Texto apresentado ->
--- --- ---

Três grandes bancos centrais, três fases distintas da reversão de estímulos. Setembro tem sido fértil em sinais sobre se, como e quando os EUA, a zona euro e o Japão vão remover os estímulos monetários.
  • Joshua Roberts/Reuters
27 Setembro 2017, 07h30

O pioneiro do Quantitative Easing (QE), ou a política monetária não-convencional que consiste principalmente na compra de ativos para fornecer liquidez aos mercados, foi o Banco do Japão em 2001, numa tentativa de combater a deflação.

No entanto, o uso massivo dos instrumentos foi estreado pela Reserva Federal dos Estados Unidos em 2008. Em reação à grave crise e para evitar o colapso do sistema financeiro, o banco central começou a comprar ativos, nomeadamente obrigações soberanas e títulos suportados por crédito imobiliário, e só parou no final de 2014. A folha de balanços tinha atingido os 4,5 biliões de dólares e a Fed optou não a deixar ‘engordar’ mais, comprando somente o suficiente para substituir o valor dos ativos quando estes chegassem à maturidade.

--- --- ---

Itens de dados ->
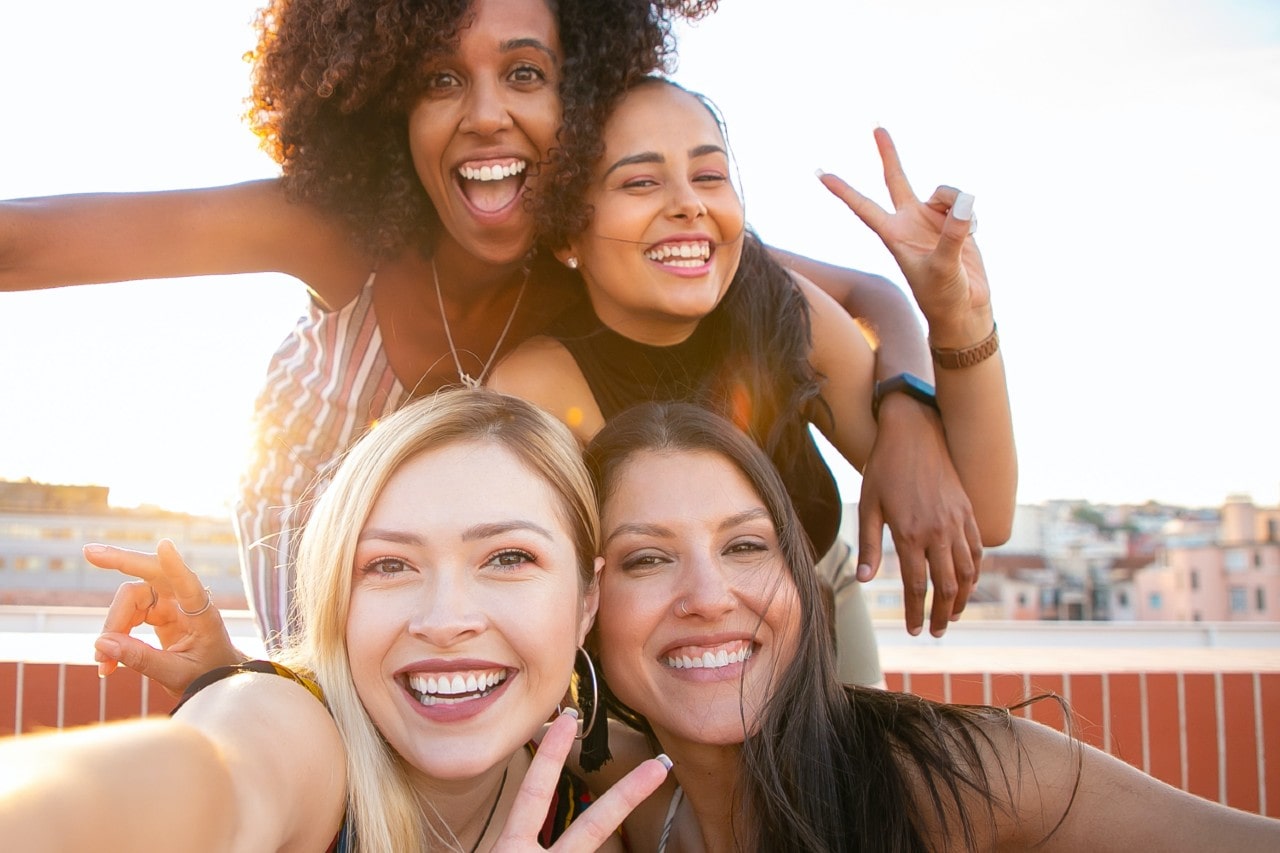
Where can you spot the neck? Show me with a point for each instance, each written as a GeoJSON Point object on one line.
{"type": "Point", "coordinates": [462, 808]}
{"type": "Point", "coordinates": [465, 279]}
{"type": "Point", "coordinates": [708, 776]}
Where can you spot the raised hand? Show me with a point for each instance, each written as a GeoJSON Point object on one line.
{"type": "Point", "coordinates": [594, 826]}
{"type": "Point", "coordinates": [192, 642]}
{"type": "Point", "coordinates": [932, 243]}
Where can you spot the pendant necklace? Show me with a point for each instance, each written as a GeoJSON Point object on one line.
{"type": "Point", "coordinates": [464, 377]}
{"type": "Point", "coordinates": [493, 808]}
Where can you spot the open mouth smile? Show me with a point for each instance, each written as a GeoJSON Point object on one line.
{"type": "Point", "coordinates": [684, 254]}
{"type": "Point", "coordinates": [453, 688]}
{"type": "Point", "coordinates": [695, 657]}
{"type": "Point", "coordinates": [490, 186]}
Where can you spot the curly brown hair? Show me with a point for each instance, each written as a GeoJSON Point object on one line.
{"type": "Point", "coordinates": [334, 81]}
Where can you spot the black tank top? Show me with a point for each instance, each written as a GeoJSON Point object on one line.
{"type": "Point", "coordinates": [622, 373]}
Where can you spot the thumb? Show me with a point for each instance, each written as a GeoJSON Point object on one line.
{"type": "Point", "coordinates": [146, 661]}
{"type": "Point", "coordinates": [871, 534]}
{"type": "Point", "coordinates": [956, 227]}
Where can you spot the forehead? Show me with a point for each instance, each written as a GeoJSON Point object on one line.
{"type": "Point", "coordinates": [679, 484]}
{"type": "Point", "coordinates": [657, 115]}
{"type": "Point", "coordinates": [504, 21]}
{"type": "Point", "coordinates": [464, 484]}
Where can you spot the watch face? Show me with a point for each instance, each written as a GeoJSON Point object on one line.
{"type": "Point", "coordinates": [908, 383]}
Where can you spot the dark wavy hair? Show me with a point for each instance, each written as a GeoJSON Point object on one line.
{"type": "Point", "coordinates": [334, 81]}
{"type": "Point", "coordinates": [830, 767]}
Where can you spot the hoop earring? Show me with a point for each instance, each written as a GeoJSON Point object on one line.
{"type": "Point", "coordinates": [593, 707]}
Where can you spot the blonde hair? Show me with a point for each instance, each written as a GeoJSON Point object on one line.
{"type": "Point", "coordinates": [383, 811]}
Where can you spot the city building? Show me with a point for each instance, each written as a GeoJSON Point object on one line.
{"type": "Point", "coordinates": [44, 527]}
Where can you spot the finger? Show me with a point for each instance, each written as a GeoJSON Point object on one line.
{"type": "Point", "coordinates": [955, 229]}
{"type": "Point", "coordinates": [915, 573]}
{"type": "Point", "coordinates": [186, 585]}
{"type": "Point", "coordinates": [944, 574]}
{"type": "Point", "coordinates": [597, 825]}
{"type": "Point", "coordinates": [871, 213]}
{"type": "Point", "coordinates": [533, 799]}
{"type": "Point", "coordinates": [942, 199]}
{"type": "Point", "coordinates": [169, 671]}
{"type": "Point", "coordinates": [967, 576]}
{"type": "Point", "coordinates": [895, 178]}
{"type": "Point", "coordinates": [871, 537]}
{"type": "Point", "coordinates": [141, 565]}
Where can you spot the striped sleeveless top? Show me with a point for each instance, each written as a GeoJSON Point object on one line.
{"type": "Point", "coordinates": [327, 383]}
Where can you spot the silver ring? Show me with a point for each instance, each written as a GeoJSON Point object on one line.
{"type": "Point", "coordinates": [209, 602]}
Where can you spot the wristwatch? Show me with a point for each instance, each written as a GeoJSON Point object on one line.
{"type": "Point", "coordinates": [906, 383]}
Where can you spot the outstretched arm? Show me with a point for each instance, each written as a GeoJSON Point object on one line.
{"type": "Point", "coordinates": [191, 642]}
{"type": "Point", "coordinates": [936, 251]}
{"type": "Point", "coordinates": [252, 762]}
{"type": "Point", "coordinates": [1104, 803]}
{"type": "Point", "coordinates": [115, 237]}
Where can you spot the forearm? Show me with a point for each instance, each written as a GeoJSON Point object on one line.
{"type": "Point", "coordinates": [144, 785]}
{"type": "Point", "coordinates": [976, 414]}
{"type": "Point", "coordinates": [883, 311]}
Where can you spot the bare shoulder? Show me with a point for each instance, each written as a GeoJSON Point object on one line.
{"type": "Point", "coordinates": [284, 755]}
{"type": "Point", "coordinates": [544, 373]}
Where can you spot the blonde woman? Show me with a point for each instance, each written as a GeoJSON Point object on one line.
{"type": "Point", "coordinates": [447, 578]}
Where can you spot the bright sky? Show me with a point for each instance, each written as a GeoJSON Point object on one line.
{"type": "Point", "coordinates": [1123, 154]}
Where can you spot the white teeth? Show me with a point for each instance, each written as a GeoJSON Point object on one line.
{"type": "Point", "coordinates": [709, 660]}
{"type": "Point", "coordinates": [492, 172]}
{"type": "Point", "coordinates": [694, 254]}
{"type": "Point", "coordinates": [461, 687]}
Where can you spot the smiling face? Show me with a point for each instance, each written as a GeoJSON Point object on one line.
{"type": "Point", "coordinates": [698, 611]}
{"type": "Point", "coordinates": [489, 113]}
{"type": "Point", "coordinates": [465, 609]}
{"type": "Point", "coordinates": [666, 233]}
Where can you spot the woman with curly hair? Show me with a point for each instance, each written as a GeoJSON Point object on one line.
{"type": "Point", "coordinates": [408, 133]}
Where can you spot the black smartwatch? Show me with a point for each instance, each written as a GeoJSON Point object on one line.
{"type": "Point", "coordinates": [909, 384]}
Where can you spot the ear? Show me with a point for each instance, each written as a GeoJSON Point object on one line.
{"type": "Point", "coordinates": [590, 602]}
{"type": "Point", "coordinates": [563, 254]}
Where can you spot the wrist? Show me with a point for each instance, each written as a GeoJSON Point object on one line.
{"type": "Point", "coordinates": [960, 333]}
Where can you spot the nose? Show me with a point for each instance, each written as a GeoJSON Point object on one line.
{"type": "Point", "coordinates": [684, 201]}
{"type": "Point", "coordinates": [707, 591]}
{"type": "Point", "coordinates": [485, 109]}
{"type": "Point", "coordinates": [448, 611]}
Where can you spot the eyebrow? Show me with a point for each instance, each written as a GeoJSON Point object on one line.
{"type": "Point", "coordinates": [661, 532]}
{"type": "Point", "coordinates": [536, 44]}
{"type": "Point", "coordinates": [653, 156]}
{"type": "Point", "coordinates": [471, 534]}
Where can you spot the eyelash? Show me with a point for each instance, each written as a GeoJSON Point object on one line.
{"type": "Point", "coordinates": [375, 566]}
{"type": "Point", "coordinates": [524, 556]}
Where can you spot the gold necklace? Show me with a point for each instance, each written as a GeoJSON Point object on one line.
{"type": "Point", "coordinates": [464, 377]}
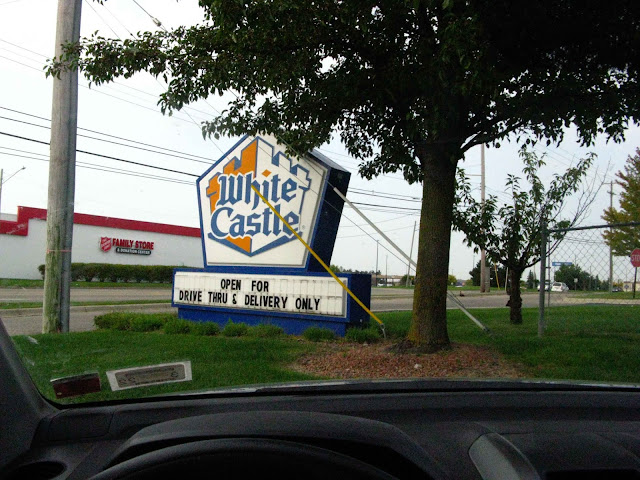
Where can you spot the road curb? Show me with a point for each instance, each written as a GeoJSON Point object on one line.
{"type": "Point", "coordinates": [34, 312]}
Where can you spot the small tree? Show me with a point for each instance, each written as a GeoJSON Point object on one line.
{"type": "Point", "coordinates": [500, 279]}
{"type": "Point", "coordinates": [624, 239]}
{"type": "Point", "coordinates": [511, 233]}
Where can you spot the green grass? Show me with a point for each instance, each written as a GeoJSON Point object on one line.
{"type": "Point", "coordinates": [607, 295]}
{"type": "Point", "coordinates": [15, 305]}
{"type": "Point", "coordinates": [21, 283]}
{"type": "Point", "coordinates": [588, 343]}
{"type": "Point", "coordinates": [216, 361]}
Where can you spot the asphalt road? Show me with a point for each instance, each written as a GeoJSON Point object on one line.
{"type": "Point", "coordinates": [29, 321]}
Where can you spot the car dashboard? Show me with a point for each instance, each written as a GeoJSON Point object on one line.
{"type": "Point", "coordinates": [395, 429]}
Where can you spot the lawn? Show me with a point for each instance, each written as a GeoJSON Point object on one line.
{"type": "Point", "coordinates": [22, 283]}
{"type": "Point", "coordinates": [586, 343]}
{"type": "Point", "coordinates": [589, 343]}
{"type": "Point", "coordinates": [216, 361]}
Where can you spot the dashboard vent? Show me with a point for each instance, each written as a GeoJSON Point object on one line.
{"type": "Point", "coordinates": [604, 474]}
{"type": "Point", "coordinates": [37, 471]}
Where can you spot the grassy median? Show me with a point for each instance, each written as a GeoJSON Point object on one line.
{"type": "Point", "coordinates": [586, 343]}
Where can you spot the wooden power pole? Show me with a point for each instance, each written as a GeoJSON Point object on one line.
{"type": "Point", "coordinates": [62, 168]}
{"type": "Point", "coordinates": [485, 273]}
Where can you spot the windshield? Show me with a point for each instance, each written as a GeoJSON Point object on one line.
{"type": "Point", "coordinates": [272, 195]}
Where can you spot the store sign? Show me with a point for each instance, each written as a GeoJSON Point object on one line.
{"type": "Point", "coordinates": [123, 245]}
{"type": "Point", "coordinates": [237, 227]}
{"type": "Point", "coordinates": [275, 293]}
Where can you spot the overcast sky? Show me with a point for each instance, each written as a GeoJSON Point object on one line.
{"type": "Point", "coordinates": [126, 111]}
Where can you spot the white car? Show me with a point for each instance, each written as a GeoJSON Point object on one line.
{"type": "Point", "coordinates": [559, 287]}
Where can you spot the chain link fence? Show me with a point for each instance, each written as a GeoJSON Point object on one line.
{"type": "Point", "coordinates": [580, 270]}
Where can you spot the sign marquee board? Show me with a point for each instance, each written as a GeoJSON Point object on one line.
{"type": "Point", "coordinates": [311, 295]}
{"type": "Point", "coordinates": [255, 269]}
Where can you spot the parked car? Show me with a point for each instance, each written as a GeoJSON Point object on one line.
{"type": "Point", "coordinates": [559, 287]}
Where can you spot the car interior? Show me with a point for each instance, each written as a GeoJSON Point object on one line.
{"type": "Point", "coordinates": [437, 429]}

--- --- ---

Tarefas a resolver ->
1 > No texto sobre os bancos centrais, que banco foi o pioneiro do Quantitative Easing e em que ano?
2 > Prossiga o texto sobre os bancos centrais a partir da última frase apresentada.
Os itens não têm qualquer papel nesta parte.

Resultados por tarefa ->
1 > O Banco do Japão, em 2001.

2 >
O Banco do Japão, no contexto do Abenomics, programa económico do primeiro-ministro Shinzo Abe, tinha entretanto seguido a deixa da Fed, lançando em abril de 2013 um programa de QE no valor de 1,4 biliões de dólares.

Em março de 2015 foi a vez do Banco Central Europeu (BCE), com o presidente da instituição, Mario Draghi, a anunciar a compra de 60 mil milhões de euros em ativos por mês, para combater a crise das dívidas soberanas da zona euro, fomentar o crescimento e impulsionar a inflação.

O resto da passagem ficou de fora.